# SELECTED TEXT
Adam's Top 10 Games of 2013


10. Year Walk

Year Walk isn't a horror game. Not really. But it's atmospheric in a way no other iOS game has ever done for me. It's easy to play this game alone and, after a good while, feel like there's someone else there with you, watching what you're doing. There aren't any cheap scares (though there are some scares, so you never quite feel safe), it's all an unsettling blend of emptiness/loneliness.

The other winning piece of this is the puzzles, which often require you to write logic down on a piece of paper or even use another app on a phone to try and solve them. I was completely into it the whole way. (Special shoutout to their more recent game, Device 6, for doing the same stuff.)

fan made box art cropped

9. Pikmin 3

I bought a Wii U like many of you. And like many of you, I spent a lot of time thinking about the tablet, going "what is this thing even for". ZombiU (and later, Wind Waker HD) was a neat answer to the question, though the idea of a separate inventory/map wasn't enough to convince me of its practicality.

But then Pikmin 3 came along and stole my heart. The tablet didn't feel gimmicky anymore, it felt like an essential tool. Using it for multitasking, and sending multiple characters around the map and giving orders, felt natural and when I nailed it down, I found myself ripping through the game at a hilarious pace. Even at the midpoint where they hit you with an unexpected obstacle, I didn't ever feel like I was struggling to keep up. It had its quirks, but no other game has used the tablet that well as far as I'm concerned. I hope Nintendo keeps running with that example.

Custom Cover

8. Proteus

The sound design is second to none, and exploring and re-exploring the colourful island is a joy to me. But. The real reason I picked this game spoils it a bit, so probably don't read beyond this paragraph if you don't want that.

Still with me? Cool. (Also remember, like any piece of art, this is just my interpretation, so take that as you will.)

# WRITTEN TASKS
1) Answer these questions from the games list:
(a) Which game is ranked number 10?
(b) Which two Wii U games does the writer mention as earlier answers to what the tablet was for?
(c) How does the writer describe the sound design of Proteus?
2) Can you rewrite the games list's paragraph that begins "But then Pikmin 3 came along" more briefly, keeping its main facts?

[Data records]
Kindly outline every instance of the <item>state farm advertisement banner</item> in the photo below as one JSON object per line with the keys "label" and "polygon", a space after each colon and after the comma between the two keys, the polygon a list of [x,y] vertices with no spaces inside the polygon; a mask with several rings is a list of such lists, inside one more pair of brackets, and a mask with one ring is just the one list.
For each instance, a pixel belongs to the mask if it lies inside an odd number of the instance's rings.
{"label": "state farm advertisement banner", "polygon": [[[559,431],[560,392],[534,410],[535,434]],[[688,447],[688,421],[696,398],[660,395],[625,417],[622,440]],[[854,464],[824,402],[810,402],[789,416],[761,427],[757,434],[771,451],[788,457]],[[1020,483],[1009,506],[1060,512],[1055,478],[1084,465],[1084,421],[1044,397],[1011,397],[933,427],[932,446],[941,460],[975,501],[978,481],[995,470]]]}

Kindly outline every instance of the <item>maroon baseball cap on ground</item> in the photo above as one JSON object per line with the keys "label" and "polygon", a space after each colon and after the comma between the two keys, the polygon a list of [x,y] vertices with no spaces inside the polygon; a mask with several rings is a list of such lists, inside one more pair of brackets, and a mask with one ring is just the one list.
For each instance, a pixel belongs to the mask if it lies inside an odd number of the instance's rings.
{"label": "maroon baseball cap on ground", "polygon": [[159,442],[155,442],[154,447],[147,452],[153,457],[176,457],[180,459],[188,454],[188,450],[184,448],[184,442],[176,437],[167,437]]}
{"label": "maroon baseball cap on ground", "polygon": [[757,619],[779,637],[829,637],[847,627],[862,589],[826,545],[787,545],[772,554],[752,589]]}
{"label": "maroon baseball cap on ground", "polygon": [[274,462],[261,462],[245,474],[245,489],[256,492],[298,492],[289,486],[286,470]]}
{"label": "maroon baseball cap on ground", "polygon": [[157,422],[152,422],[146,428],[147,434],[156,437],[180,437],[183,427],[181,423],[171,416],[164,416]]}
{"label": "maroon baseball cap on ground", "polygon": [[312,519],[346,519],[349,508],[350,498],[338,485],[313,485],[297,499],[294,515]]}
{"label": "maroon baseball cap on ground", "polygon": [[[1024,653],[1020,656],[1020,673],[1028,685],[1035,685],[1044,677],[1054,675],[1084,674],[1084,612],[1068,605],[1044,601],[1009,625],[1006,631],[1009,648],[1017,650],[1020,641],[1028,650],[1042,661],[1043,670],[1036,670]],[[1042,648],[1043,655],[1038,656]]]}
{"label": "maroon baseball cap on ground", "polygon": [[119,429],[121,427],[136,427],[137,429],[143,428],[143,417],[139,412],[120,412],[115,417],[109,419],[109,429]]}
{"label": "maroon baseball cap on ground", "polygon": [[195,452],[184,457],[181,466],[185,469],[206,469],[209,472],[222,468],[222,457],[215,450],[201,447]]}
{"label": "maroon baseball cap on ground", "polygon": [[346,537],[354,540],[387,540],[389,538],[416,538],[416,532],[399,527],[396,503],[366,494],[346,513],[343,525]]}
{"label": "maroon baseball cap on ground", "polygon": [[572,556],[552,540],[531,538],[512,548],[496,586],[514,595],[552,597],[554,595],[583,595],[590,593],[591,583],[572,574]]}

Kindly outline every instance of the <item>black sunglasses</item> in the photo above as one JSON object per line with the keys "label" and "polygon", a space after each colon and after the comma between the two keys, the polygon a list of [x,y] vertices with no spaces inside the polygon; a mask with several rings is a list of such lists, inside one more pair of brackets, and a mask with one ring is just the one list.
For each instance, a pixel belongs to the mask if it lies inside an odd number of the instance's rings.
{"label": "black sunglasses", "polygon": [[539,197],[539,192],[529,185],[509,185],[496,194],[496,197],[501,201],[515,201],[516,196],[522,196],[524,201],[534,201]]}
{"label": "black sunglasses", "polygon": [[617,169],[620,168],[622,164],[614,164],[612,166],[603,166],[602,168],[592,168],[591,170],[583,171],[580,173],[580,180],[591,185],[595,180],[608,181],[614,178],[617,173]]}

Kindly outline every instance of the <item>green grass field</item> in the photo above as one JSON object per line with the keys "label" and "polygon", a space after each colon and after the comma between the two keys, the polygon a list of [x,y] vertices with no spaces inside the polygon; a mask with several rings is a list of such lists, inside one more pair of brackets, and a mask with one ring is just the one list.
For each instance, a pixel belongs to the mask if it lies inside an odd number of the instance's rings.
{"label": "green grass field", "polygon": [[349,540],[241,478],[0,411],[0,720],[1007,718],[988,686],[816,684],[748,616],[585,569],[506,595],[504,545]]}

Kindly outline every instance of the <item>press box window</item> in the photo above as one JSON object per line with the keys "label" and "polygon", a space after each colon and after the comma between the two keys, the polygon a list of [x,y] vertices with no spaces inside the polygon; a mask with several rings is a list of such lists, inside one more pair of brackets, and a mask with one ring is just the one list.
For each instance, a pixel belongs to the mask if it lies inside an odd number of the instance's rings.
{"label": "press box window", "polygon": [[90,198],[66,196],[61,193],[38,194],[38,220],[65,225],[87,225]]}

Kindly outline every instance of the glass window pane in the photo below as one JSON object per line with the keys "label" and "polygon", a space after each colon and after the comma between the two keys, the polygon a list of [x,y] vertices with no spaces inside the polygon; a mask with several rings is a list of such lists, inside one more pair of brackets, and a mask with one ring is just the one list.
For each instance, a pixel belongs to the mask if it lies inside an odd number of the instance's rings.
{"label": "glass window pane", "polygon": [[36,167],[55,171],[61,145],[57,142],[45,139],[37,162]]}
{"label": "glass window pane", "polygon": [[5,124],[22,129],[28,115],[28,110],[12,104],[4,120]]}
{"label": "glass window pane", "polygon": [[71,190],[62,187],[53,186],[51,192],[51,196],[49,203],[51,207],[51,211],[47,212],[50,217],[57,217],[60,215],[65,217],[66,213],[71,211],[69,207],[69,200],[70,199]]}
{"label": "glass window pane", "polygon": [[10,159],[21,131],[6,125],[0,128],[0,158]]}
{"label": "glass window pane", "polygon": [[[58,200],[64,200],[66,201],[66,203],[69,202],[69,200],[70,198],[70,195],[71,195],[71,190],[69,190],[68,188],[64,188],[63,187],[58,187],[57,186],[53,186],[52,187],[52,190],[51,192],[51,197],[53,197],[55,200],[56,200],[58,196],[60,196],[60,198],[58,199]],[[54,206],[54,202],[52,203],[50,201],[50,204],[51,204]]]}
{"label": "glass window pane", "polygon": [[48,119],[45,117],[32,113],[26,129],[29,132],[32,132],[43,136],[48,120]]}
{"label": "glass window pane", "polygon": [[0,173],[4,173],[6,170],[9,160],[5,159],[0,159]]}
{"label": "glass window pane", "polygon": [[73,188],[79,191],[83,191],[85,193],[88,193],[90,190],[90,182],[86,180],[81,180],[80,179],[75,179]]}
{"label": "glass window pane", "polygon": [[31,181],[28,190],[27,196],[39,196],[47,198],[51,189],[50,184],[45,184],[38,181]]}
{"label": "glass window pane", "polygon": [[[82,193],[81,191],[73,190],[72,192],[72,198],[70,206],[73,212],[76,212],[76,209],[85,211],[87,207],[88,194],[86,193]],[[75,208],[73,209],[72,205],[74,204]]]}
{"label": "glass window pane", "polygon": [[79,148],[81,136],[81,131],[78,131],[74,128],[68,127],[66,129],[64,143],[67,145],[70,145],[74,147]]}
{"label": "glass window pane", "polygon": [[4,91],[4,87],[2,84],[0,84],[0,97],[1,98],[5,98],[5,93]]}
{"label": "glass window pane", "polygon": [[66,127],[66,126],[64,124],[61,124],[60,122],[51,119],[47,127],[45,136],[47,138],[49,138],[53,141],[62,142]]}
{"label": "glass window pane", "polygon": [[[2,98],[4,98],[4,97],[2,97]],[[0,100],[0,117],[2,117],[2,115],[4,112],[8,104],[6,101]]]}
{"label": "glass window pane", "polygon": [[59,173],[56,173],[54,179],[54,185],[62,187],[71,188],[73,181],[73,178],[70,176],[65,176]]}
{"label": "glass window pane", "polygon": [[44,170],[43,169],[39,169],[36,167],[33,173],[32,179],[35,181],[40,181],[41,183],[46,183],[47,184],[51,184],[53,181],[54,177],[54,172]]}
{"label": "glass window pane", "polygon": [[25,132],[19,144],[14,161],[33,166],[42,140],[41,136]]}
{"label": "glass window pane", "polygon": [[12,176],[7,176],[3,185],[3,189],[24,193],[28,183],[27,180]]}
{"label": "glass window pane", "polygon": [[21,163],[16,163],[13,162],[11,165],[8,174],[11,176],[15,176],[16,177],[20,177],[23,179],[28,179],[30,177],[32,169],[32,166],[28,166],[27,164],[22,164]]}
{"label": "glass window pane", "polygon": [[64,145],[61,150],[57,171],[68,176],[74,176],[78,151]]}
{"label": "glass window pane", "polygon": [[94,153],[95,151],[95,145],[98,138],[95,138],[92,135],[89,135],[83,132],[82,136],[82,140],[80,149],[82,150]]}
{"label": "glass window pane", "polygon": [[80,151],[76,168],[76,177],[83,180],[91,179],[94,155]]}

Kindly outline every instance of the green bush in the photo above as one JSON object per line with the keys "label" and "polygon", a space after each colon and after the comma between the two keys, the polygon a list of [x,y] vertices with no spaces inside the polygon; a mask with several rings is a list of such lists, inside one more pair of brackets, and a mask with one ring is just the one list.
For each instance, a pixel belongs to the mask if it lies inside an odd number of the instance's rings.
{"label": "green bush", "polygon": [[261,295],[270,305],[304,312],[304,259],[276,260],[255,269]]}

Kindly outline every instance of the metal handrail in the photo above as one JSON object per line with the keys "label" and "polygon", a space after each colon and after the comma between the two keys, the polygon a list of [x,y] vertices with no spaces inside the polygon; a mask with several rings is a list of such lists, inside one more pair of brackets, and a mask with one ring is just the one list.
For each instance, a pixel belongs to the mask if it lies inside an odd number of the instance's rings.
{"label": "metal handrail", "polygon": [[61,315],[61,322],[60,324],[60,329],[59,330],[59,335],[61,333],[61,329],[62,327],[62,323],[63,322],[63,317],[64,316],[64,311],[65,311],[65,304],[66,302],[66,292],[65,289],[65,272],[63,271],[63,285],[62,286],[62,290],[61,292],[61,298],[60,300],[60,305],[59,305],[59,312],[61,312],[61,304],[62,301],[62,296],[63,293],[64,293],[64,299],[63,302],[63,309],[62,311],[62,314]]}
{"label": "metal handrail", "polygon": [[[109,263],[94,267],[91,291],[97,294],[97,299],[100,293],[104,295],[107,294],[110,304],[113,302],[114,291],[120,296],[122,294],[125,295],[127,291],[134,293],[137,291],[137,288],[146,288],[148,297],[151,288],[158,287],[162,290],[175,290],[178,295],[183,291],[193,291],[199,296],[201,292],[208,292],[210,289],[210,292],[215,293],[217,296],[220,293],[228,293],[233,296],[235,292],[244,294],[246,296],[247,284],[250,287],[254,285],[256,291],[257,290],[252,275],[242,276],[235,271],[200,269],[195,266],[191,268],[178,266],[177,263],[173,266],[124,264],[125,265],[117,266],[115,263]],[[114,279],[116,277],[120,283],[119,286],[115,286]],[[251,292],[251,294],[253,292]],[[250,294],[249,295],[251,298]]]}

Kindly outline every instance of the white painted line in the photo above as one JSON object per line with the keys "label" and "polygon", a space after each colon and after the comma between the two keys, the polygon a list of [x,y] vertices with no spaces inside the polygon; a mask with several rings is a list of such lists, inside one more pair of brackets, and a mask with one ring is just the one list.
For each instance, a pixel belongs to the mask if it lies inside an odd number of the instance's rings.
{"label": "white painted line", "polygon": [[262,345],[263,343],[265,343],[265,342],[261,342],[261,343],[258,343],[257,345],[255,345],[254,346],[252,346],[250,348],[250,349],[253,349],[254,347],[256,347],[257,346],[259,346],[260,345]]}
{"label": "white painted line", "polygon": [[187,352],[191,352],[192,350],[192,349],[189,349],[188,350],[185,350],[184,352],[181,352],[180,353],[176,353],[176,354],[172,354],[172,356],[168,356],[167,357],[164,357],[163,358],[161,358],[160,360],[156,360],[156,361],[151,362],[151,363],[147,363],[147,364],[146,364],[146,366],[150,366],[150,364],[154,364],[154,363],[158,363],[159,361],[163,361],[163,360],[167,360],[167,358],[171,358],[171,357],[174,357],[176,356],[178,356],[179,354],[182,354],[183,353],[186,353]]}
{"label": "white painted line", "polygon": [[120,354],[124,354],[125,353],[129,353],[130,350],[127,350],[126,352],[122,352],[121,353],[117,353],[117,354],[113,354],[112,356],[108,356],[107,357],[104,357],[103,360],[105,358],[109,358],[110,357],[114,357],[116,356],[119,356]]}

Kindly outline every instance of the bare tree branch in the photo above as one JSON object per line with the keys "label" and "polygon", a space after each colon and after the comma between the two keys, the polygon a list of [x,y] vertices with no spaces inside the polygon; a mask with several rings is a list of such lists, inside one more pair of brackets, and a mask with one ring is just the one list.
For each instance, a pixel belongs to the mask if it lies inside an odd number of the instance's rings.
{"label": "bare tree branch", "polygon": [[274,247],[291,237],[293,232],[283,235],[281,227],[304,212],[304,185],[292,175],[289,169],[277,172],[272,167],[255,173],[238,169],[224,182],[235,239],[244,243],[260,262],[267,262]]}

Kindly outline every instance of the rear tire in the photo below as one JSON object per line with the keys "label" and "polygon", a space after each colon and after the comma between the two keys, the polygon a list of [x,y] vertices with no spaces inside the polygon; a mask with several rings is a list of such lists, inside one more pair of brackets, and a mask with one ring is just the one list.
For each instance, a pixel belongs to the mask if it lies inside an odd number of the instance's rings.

# FINAL ANSWERS
1)
(a) Year Walk
(b) ZombiU and Wind Waker HD
(c) As second to none

2) Pikmin 3 won the writer over by making the Wii U tablet feel essential rather than gimmicky. Using it to multitask, send several characters around the map and give orders felt natural. Once the writer mastered it, they moved through the game at a rapid pace and never struggled to keep up, even at the unexpected midpoint obstacle. The game had its quirks, but in the writer's view no other game has used the tablet as well, and they hope Nintendo keeps running with that example.